■ EXERCÍCIOS PROPOSTOS
1 - Responda, com base no texto sobre Paloma e Amanda:
(a) De que é fruto toda a construção da história e da personagem?
(b) O que serviu de base para a construção da narrativa?
(c) Na fala entre aspas, o que foi a experiência, "para ser sincera"?
2 - Imprima o trecho do texto sobre Paloma e Amanda que começa em "Não só nisso" e vai até "e experiências reais.", incluindo essas palavras.

■ TEXTO SELECIONADO
Não só nisso Paloma e Amanda se aproximam. Na realidade, toda a construção da história e da personagem são fruto do encontro entre experiências pessoais de Paloma e situação às quais ela assistiu ou participou como coadjuvante. Sua experiência e de mulheres que ela conheceu serviram de base para a construção da narrativa, que apesar de ficcional tem pontos de contato com histórias e experiências reais.

“Dentro de mim, existiam vários temas que reverberavam e que eu precisava colocar para fora. Em alguns, eu fui protagonista, e passei por situações improváveis que me obrigaram a encarar a vida de uma forma mais realista. Mudei a forma de agir e pensei muito sobre o que eu desejava para a minha vida. Para ser sincera, foi um choque de realidade, daqueles bem dados, em que você entende que a sua vida é finita e que você não tem nenhum controle sobre o que vai acontecer. “”

■ DADOS FORNECIDOS
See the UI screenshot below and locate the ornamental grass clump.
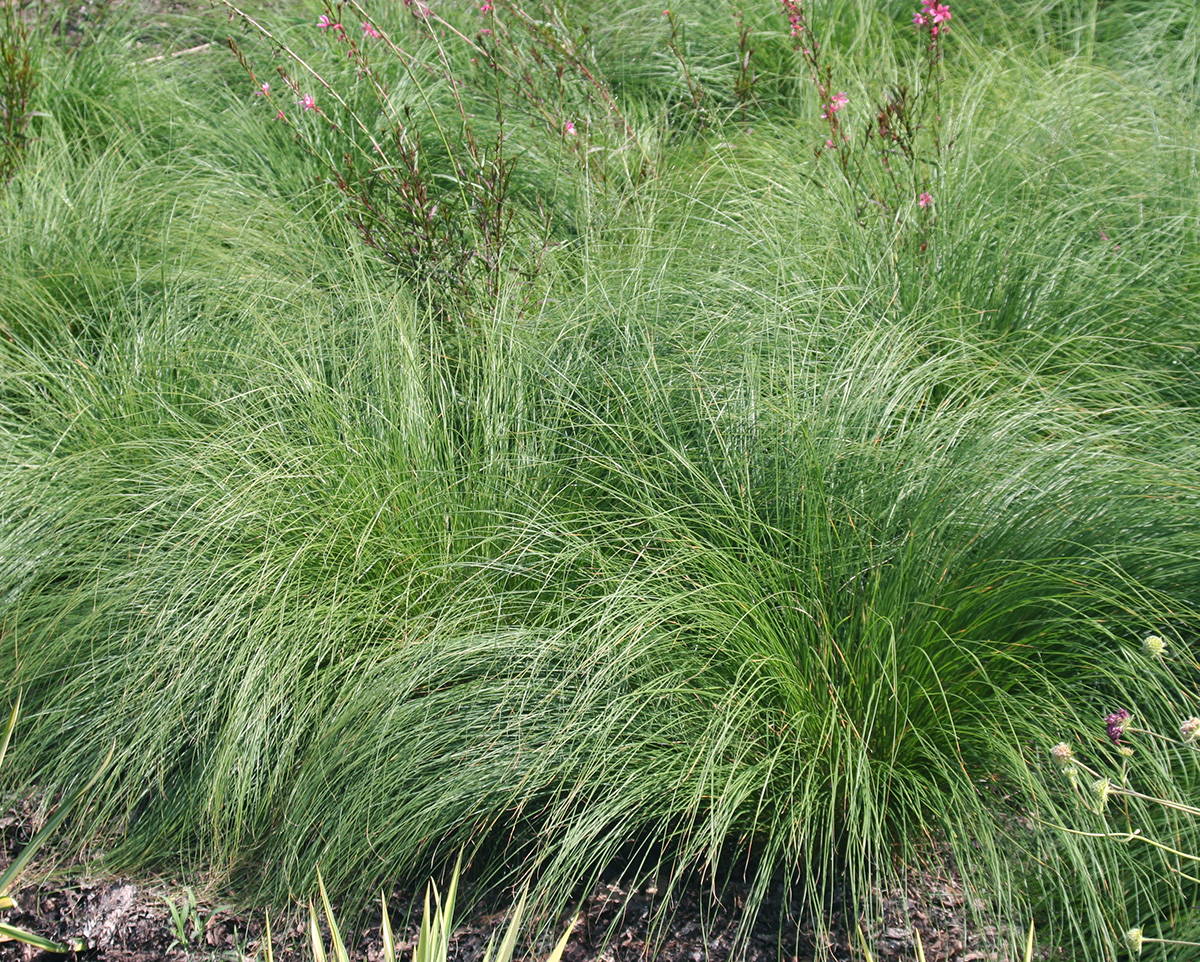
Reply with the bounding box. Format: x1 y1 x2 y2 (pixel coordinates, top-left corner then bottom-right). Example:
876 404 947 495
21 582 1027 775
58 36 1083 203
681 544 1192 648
0 0 1200 958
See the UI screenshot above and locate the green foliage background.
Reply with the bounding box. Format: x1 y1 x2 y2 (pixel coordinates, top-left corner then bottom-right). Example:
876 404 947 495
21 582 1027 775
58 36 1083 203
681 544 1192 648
0 0 1200 958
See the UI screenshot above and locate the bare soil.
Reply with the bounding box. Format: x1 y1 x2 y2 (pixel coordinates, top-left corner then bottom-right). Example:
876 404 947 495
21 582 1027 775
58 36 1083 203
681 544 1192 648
0 800 1003 962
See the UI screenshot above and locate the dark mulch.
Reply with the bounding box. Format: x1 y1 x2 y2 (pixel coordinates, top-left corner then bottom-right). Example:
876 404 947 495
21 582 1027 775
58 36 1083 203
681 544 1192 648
0 799 1003 962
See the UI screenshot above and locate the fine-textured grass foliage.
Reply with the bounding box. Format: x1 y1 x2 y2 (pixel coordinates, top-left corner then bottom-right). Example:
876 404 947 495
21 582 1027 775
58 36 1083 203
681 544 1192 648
0 2 1200 958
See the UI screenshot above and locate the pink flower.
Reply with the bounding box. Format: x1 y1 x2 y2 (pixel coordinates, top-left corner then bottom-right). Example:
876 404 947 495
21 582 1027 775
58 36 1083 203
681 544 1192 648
821 94 850 120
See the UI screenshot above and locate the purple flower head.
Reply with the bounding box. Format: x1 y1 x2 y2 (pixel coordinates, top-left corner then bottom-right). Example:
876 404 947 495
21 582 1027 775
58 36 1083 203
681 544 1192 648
1104 708 1129 745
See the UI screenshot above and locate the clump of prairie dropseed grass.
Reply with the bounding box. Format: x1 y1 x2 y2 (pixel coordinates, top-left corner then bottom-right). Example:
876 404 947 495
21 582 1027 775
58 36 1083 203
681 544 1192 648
782 0 952 253
0 2 38 186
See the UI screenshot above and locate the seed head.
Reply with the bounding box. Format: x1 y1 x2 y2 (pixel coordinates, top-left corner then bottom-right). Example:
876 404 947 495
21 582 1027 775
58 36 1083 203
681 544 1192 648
1141 635 1166 661
1180 715 1200 741
1050 741 1075 775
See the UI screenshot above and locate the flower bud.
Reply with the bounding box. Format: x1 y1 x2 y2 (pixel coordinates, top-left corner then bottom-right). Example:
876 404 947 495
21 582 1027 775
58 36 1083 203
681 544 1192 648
1050 741 1075 775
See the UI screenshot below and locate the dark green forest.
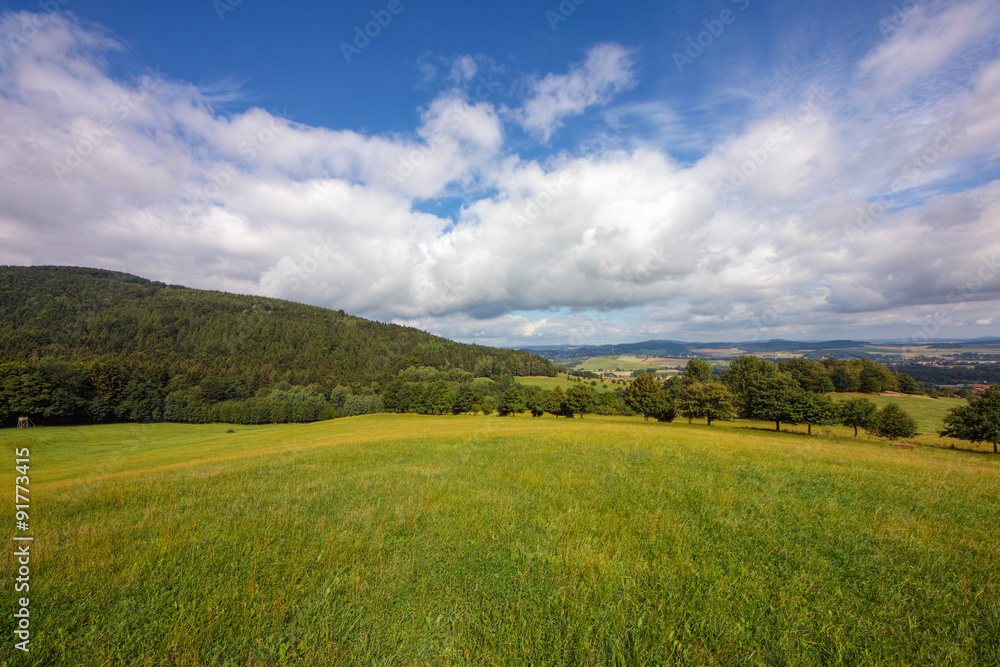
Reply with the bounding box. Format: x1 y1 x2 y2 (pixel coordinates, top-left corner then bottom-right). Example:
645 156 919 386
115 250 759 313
0 266 556 426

■ RESULTADOS
1 -
(a) Do encontro entre experiências pessoais de Paloma e situações às quais ela assistiu ou participou como coadjuvante.
(b) A experiência dela e de mulheres que ela conheceu.
(c) Um choque de realidade, daqueles bem dados.

2 -
Não só nisso Paloma e Amanda se aproximam. Na realidade, toda a construção da história e da personagem são fruto do encontro entre experiências pessoais de Paloma e situação às quais ela assistiu ou participou como coadjuvante. Sua experiência e de mulheres que ela conheceu serviram de base para a construção da narrativa, que apesar de ficcional tem pontos de contato com histórias e experiências reais.